>>>>>

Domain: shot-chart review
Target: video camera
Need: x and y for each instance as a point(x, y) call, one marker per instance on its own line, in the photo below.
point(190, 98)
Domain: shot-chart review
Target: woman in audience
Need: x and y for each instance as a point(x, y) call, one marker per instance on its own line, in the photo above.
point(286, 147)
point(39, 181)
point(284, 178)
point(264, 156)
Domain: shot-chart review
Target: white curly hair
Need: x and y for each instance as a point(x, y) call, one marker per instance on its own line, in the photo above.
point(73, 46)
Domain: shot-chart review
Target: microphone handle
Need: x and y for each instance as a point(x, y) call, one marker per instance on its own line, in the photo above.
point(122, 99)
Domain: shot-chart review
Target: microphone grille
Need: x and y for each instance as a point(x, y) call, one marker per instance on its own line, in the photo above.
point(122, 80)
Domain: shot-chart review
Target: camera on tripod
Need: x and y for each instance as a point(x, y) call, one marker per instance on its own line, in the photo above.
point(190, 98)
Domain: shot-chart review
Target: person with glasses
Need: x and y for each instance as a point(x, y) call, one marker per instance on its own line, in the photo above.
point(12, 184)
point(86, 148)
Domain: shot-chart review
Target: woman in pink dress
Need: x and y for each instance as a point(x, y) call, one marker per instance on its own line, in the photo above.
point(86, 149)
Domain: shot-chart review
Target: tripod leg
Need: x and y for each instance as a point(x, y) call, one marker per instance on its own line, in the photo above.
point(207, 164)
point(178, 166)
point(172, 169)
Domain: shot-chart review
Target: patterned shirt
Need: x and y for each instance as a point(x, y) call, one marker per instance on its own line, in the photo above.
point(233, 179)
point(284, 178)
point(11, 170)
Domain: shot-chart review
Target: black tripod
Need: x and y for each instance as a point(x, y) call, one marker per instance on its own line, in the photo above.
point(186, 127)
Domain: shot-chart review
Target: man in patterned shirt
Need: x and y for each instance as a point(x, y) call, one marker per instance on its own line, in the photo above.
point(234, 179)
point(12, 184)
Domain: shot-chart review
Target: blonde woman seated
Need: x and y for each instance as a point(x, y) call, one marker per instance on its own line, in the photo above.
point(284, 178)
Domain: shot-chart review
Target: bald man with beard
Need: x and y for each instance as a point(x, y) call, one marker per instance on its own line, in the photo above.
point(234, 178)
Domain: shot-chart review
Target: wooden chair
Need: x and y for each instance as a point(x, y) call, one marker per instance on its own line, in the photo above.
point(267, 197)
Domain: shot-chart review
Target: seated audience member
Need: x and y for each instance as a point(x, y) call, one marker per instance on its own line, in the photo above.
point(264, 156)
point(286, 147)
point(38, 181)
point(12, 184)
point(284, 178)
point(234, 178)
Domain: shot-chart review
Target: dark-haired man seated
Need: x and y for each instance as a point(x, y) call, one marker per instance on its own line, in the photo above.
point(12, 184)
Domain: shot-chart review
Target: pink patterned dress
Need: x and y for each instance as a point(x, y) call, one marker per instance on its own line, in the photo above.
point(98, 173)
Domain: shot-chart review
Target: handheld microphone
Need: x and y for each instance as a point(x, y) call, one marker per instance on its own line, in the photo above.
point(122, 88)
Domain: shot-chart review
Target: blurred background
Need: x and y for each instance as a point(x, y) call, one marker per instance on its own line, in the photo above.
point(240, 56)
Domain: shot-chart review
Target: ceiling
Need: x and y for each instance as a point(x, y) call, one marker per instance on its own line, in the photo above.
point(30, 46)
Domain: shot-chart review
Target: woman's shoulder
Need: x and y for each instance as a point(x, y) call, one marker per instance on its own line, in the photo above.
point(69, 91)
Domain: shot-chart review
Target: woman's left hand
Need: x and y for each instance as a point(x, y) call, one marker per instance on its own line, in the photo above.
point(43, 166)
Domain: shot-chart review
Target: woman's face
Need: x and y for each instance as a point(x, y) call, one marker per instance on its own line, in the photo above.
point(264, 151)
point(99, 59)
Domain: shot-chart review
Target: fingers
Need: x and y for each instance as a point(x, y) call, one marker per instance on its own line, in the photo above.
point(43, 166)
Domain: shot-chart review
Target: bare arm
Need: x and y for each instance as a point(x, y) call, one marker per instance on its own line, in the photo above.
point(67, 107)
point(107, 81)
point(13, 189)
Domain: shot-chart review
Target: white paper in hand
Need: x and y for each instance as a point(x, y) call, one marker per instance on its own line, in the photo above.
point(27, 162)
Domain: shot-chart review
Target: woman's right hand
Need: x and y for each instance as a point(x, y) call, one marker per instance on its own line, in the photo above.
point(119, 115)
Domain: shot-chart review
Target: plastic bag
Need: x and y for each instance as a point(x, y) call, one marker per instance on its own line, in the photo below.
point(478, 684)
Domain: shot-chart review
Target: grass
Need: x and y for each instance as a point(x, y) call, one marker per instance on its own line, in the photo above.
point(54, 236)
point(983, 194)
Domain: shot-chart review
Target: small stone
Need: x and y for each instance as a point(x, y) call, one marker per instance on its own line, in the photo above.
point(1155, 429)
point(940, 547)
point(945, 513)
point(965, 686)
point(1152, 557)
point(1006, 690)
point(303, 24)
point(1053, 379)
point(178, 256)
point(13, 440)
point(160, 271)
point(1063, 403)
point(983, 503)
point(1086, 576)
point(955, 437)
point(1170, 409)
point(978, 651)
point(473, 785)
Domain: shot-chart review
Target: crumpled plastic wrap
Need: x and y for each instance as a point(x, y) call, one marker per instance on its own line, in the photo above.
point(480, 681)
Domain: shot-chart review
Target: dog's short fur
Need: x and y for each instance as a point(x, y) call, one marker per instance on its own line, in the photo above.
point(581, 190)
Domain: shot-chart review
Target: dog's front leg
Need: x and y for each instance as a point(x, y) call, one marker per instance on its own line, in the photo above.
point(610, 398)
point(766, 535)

<<<<<
>>>>>

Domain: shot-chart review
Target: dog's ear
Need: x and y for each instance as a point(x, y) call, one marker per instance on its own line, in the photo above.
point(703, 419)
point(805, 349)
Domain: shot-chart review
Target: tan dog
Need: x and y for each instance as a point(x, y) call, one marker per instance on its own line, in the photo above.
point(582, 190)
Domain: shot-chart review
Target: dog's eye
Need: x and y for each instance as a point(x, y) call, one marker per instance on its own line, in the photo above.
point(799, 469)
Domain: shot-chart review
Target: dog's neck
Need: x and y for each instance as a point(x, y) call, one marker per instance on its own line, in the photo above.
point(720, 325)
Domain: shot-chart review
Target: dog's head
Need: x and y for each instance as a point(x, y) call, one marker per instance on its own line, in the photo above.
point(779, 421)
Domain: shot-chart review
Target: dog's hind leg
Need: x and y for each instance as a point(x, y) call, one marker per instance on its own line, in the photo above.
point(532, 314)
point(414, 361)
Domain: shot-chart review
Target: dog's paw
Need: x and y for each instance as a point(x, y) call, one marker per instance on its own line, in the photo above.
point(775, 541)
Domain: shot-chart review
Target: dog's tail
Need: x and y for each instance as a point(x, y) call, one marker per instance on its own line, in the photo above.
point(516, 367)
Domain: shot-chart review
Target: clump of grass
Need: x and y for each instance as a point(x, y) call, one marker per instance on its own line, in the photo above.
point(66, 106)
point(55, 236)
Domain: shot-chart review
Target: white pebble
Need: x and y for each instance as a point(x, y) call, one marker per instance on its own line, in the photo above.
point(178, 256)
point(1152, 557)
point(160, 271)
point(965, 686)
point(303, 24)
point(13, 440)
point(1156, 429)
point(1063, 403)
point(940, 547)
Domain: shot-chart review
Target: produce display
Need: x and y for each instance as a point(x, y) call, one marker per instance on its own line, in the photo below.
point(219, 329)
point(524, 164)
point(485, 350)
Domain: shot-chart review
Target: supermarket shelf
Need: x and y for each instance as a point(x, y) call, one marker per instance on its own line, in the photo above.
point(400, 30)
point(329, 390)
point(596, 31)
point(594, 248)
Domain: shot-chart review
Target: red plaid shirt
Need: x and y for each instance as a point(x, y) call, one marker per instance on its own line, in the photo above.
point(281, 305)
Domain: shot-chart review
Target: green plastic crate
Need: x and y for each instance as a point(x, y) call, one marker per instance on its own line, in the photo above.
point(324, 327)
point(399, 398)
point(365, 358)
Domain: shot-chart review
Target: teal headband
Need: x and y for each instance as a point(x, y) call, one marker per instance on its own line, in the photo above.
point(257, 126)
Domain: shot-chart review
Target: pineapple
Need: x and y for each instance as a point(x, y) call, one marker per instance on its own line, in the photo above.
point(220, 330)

<<<<<
>>>>>

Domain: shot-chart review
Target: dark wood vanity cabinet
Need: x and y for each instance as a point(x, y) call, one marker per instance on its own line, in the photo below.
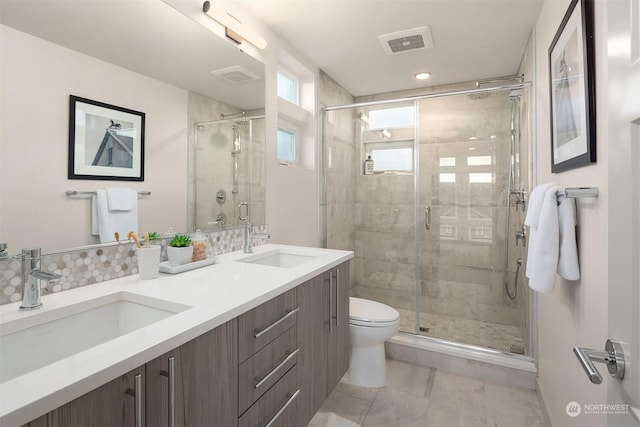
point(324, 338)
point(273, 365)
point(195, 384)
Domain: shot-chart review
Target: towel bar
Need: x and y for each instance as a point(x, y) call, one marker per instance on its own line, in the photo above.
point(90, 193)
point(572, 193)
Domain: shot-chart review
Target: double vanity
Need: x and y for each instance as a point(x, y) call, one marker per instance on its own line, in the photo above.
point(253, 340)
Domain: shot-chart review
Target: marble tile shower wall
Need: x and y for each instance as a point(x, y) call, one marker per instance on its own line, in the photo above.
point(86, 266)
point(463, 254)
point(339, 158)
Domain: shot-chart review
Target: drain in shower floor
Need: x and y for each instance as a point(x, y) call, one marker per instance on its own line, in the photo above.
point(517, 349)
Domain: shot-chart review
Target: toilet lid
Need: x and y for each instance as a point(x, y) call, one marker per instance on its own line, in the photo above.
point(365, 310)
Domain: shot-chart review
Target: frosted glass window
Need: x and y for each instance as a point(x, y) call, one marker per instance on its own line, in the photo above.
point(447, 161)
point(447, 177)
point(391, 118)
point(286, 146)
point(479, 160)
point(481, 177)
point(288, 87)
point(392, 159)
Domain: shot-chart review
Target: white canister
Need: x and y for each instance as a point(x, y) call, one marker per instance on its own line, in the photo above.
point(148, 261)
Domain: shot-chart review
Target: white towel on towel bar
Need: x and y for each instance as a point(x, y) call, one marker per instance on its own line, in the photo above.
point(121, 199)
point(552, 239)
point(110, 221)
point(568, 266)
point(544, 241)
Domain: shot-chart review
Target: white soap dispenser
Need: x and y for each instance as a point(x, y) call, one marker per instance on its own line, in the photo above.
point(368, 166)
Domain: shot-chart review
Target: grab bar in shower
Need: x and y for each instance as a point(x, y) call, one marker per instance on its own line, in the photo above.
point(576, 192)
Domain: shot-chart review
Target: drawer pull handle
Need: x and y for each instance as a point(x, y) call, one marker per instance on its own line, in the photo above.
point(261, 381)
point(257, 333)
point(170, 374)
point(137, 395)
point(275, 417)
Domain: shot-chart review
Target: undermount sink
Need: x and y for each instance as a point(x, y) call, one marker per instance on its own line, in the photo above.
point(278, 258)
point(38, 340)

<<<<<

**Lo que se pide:** Extrae de los registros anteriores cada línea que contenga la palabra "pink", distinguiendo entre mayúsculas y minúsculas.

**Respuesta:**
Target: woman in pink dress
Target: pink patterned dress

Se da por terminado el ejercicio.